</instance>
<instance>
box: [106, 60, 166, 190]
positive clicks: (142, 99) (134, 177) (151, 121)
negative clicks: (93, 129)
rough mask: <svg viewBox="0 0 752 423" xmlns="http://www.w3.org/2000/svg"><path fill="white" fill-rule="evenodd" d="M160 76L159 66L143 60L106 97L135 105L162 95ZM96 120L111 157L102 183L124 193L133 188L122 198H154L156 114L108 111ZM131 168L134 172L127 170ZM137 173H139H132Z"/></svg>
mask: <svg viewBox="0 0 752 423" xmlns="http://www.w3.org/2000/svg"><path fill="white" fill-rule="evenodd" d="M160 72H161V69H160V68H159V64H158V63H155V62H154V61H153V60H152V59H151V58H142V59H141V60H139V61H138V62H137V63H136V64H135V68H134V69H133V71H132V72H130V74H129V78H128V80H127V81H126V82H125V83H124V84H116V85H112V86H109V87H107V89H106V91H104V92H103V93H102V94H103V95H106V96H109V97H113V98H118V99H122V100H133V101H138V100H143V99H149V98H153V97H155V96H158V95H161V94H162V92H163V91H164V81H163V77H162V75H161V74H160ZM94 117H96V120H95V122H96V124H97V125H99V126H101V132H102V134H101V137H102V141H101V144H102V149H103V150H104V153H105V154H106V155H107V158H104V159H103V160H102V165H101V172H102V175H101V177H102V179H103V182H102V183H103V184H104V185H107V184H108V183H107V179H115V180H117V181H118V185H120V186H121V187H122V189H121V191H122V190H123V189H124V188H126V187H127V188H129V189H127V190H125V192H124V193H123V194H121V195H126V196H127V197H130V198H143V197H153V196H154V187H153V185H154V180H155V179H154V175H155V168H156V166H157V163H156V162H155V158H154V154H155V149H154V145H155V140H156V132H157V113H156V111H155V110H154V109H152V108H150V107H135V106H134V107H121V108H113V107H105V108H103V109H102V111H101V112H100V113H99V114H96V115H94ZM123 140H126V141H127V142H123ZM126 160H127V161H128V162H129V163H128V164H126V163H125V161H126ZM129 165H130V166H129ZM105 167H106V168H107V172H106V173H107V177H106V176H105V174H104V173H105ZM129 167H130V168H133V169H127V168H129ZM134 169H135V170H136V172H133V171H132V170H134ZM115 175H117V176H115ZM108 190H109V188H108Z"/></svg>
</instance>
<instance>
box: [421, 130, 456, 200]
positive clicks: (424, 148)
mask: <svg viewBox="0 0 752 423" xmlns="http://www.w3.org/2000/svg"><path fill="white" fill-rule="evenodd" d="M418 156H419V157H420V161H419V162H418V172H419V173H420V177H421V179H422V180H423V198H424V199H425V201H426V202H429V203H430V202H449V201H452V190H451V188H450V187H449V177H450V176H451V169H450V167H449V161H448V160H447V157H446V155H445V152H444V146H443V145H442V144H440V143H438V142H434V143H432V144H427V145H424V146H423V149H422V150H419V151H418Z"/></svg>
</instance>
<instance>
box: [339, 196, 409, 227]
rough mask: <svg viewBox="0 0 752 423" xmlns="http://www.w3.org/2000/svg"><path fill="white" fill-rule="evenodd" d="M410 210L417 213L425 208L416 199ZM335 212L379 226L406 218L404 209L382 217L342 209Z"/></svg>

*****

Work order: Transcribe the listing in full, line by line.

Task output:
</instance>
<instance>
box: [106, 60, 166, 190]
positive clicks: (142, 99) (134, 177) (151, 121)
negative clicks: (93, 129)
rough mask: <svg viewBox="0 0 752 423" xmlns="http://www.w3.org/2000/svg"><path fill="white" fill-rule="evenodd" d="M160 76L159 66L143 60L106 97L135 105L162 95ZM96 120L111 157L102 183L124 193L133 188L122 198H154L156 114L108 111ZM131 168L134 172L127 170ZM137 173H139H132Z"/></svg>
mask: <svg viewBox="0 0 752 423" xmlns="http://www.w3.org/2000/svg"><path fill="white" fill-rule="evenodd" d="M160 72H161V69H160V68H159V64H158V63H155V62H154V61H153V60H152V59H151V58H142V59H141V60H139V61H138V62H137V63H136V64H135V68H134V69H133V71H132V72H130V74H129V78H128V80H127V81H126V82H125V83H124V84H116V85H112V86H109V87H107V89H106V91H104V92H103V93H102V94H103V95H106V96H109V97H113V98H118V99H122V100H133V101H138V100H143V99H149V98H153V97H155V96H158V95H161V94H162V92H163V91H164V81H163V77H162V75H161V74H160ZM94 117H96V120H95V122H96V124H97V125H99V126H101V132H102V134H101V137H102V141H101V144H102V149H103V150H104V153H105V154H106V155H107V158H104V159H103V160H102V165H101V172H102V175H101V177H102V179H103V182H102V183H103V184H104V185H107V184H108V183H107V179H115V180H117V181H118V185H120V186H121V187H122V189H121V191H122V190H123V189H124V188H126V187H127V188H129V189H127V190H125V192H124V193H123V194H121V195H126V196H127V197H130V198H143V197H153V196H154V187H153V185H154V180H155V179H154V175H155V168H156V166H157V163H156V162H155V158H154V154H155V149H154V145H155V140H156V132H157V113H156V111H155V110H154V109H152V108H150V107H135V106H134V107H121V108H113V107H105V108H103V109H102V111H101V112H100V113H99V114H96V115H94ZM123 140H126V141H127V142H123ZM126 160H127V161H128V162H129V163H128V164H126V163H125V161H126ZM129 165H130V166H129ZM105 167H106V168H107V172H106V173H107V177H106V176H105V174H104V173H105ZM129 167H130V168H133V169H127V168H129ZM134 169H135V170H136V172H133V171H132V170H134ZM115 175H117V176H115ZM108 190H109V188H108Z"/></svg>
</instance>
<instance>
box: [421, 130, 456, 200]
positive clicks: (424, 148)
mask: <svg viewBox="0 0 752 423" xmlns="http://www.w3.org/2000/svg"><path fill="white" fill-rule="evenodd" d="M418 156H419V157H420V161H419V162H418V172H419V173H420V177H421V179H422V180H423V198H424V199H425V201H426V202H429V203H430V202H449V201H452V190H451V188H450V187H449V177H450V176H451V169H450V167H449V161H448V160H447V157H446V155H445V152H444V146H443V145H442V144H440V143H438V142H434V143H432V144H427V145H424V146H423V149H422V150H419V151H418Z"/></svg>
</instance>
<instance>
box: [339, 196, 409, 227]
rough mask: <svg viewBox="0 0 752 423" xmlns="http://www.w3.org/2000/svg"><path fill="white" fill-rule="evenodd" d="M410 210L417 213L425 208L416 199ZM335 212L379 226L406 218L404 209L382 217L342 209Z"/></svg>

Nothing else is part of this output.